--- Required task ---
Arrange the stretch of material from the line containing "locate the fir tree in the photo above." through the end of the material as a Markdown table with the columns Entry and Content, numbering each row. Omit blank lines and pictures.

--- Given entries ---

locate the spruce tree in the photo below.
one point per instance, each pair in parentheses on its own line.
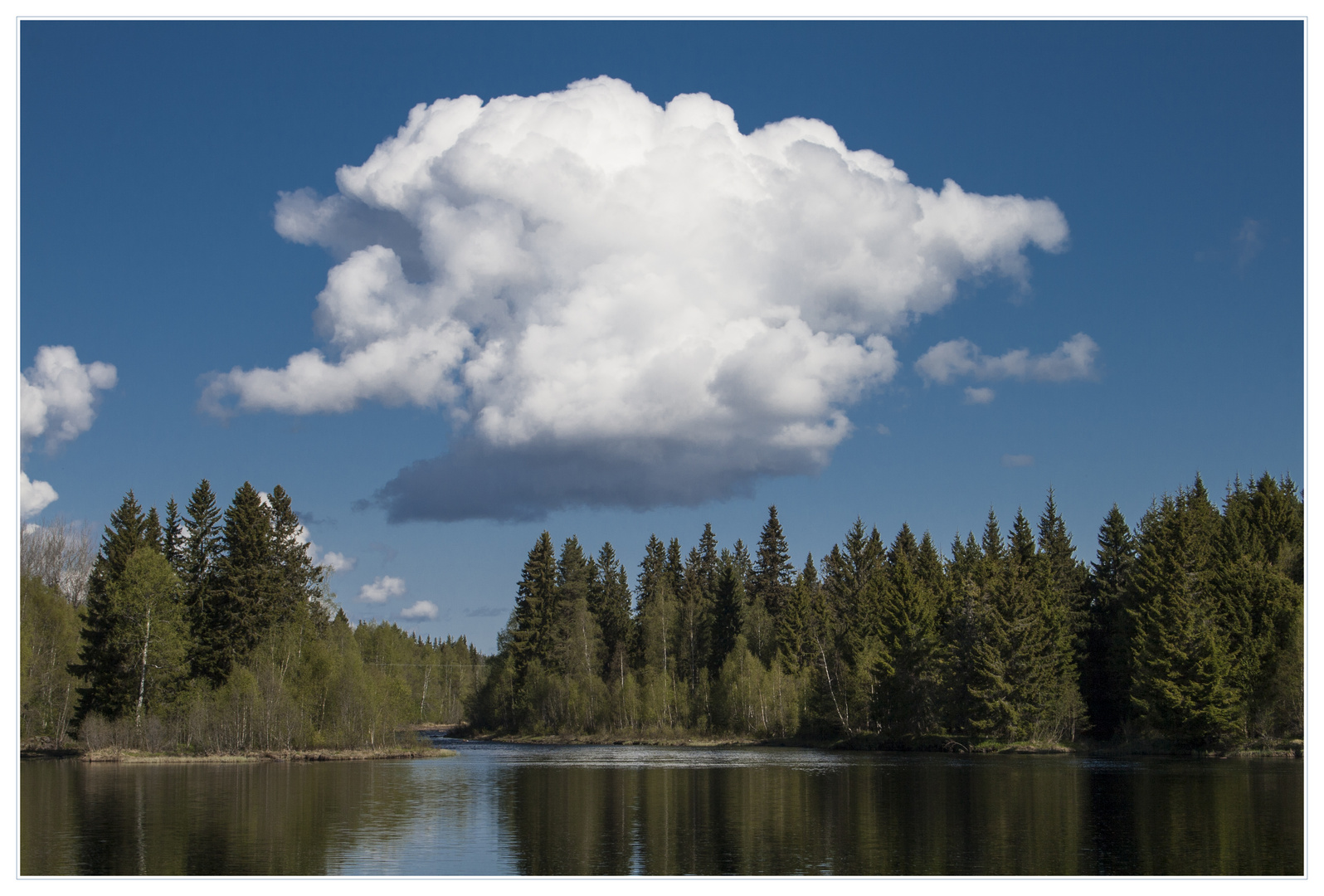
(246,584)
(298,578)
(153,529)
(173,538)
(728,611)
(908,671)
(199,569)
(772,568)
(526,634)
(613,613)
(102,660)
(1106,669)
(695,618)
(1181,682)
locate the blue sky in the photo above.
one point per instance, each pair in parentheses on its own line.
(153,158)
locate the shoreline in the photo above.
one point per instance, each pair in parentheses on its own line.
(144,757)
(1284,749)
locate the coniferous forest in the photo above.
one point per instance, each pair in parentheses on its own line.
(213,631)
(1184,631)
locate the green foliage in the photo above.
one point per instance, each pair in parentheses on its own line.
(48,645)
(235,645)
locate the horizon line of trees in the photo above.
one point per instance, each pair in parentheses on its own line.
(1186,629)
(213,631)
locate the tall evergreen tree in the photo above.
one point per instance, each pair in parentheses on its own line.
(173,538)
(101,657)
(1181,682)
(1106,669)
(199,572)
(153,529)
(526,638)
(246,584)
(728,611)
(772,567)
(298,578)
(908,667)
(613,613)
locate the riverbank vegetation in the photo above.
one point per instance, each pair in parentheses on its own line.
(213,633)
(1184,631)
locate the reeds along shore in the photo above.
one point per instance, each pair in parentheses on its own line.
(212,631)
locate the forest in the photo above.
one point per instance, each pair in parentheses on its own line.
(1184,633)
(213,631)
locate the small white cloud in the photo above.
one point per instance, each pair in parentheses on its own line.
(35,495)
(59,395)
(420,611)
(1071,360)
(382,589)
(338,562)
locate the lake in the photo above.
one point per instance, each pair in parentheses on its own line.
(502,809)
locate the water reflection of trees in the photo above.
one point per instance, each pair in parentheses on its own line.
(212,820)
(1021,816)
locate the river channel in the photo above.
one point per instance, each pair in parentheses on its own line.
(501,809)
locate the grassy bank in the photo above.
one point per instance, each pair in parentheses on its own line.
(131,756)
(924,744)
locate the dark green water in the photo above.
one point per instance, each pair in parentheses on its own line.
(617,811)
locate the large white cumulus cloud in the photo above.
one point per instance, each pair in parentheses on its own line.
(595,284)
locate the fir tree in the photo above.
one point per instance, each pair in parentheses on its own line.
(199,577)
(772,568)
(908,671)
(102,660)
(298,578)
(526,631)
(246,584)
(1181,683)
(1106,669)
(728,611)
(173,538)
(613,611)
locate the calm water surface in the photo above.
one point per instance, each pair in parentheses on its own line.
(546,811)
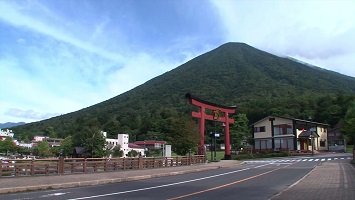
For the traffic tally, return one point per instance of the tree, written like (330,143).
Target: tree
(184,135)
(50,132)
(348,124)
(117,152)
(67,146)
(42,149)
(132,153)
(7,145)
(92,140)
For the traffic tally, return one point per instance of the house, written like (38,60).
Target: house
(275,133)
(122,140)
(151,144)
(6,133)
(336,142)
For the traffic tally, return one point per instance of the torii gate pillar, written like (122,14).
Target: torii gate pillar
(217,110)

--- Task result ---
| Entry | Content |
|---|---|
| 1 | locate the fir tree in the photo above. |
| 2 | one point per instance, each pair in parentheses on its own line. |
| 3 | (199,577) |
| 4 | (772,568) |
| 5 | (908,671) |
| 6 | (102,660) |
| 7 | (298,578) |
| 8 | (526,631) |
| 9 | (246,584) |
| 10 | (1181,683) |
| 11 | (1106,669) |
| 12 | (728,611) |
| 13 | (173,538) |
| 14 | (613,611) |
| 15 | locate the calm water surface in the photo above. |
| 16 | one point per instance, each pair in parentheses on its own line. |
| 17 | (546,811) |
| 18 | For the traffic tally, return one point per instance of the tree, written like (330,143). |
| 19 | Target: tree |
| 20 | (184,135) |
| 21 | (50,132) |
| 22 | (348,124) |
| 23 | (117,152) |
| 24 | (67,146) |
| 25 | (42,149) |
| 26 | (132,153) |
| 27 | (7,145) |
| 28 | (92,140) |
| 29 | For the traffic tally, return one point per instance of the house, written like (38,60). |
| 30 | Target: house |
| 31 | (275,133) |
| 32 | (122,140) |
| 33 | (151,144) |
| 34 | (6,133) |
| 35 | (336,142) |
| 36 | For the traffic tally, return one point per instance of the torii gate pillar, written like (122,14). |
| 37 | Target: torii gate pillar |
| 38 | (217,110) |